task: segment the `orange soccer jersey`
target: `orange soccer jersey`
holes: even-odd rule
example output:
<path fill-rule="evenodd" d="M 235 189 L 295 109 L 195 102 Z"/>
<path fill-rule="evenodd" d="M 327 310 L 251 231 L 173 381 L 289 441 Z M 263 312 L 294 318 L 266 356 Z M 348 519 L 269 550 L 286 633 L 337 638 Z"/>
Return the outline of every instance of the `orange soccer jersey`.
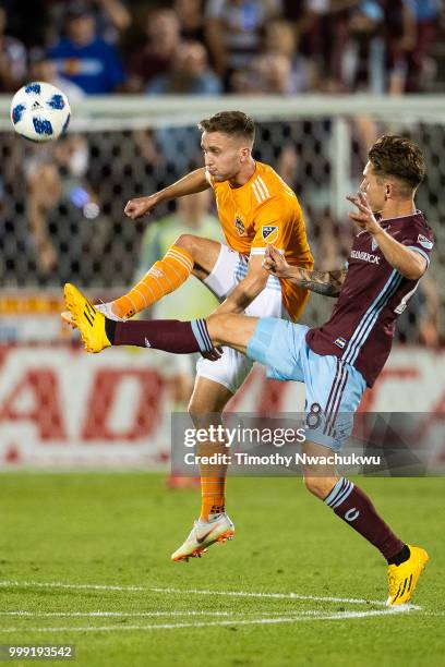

++++++++++++++++++++

→ **DIRECTIVE**
Return every line of the records above word for word, omitting the picture.

→ **ANSWER IN FULL**
task: segment the `orange soccer jersey`
target: `orange soccer jersey`
holes: even-odd rule
example output:
<path fill-rule="evenodd" d="M 235 189 L 295 109 L 195 102 Z"/>
<path fill-rule="evenodd" d="M 327 310 L 251 231 L 173 381 L 289 441 Z M 263 312 L 294 318 L 266 356 Z M 348 519 L 269 550 L 286 633 L 337 638 Z"/>
Return the outline of every instance of the `orange soccer jersey`.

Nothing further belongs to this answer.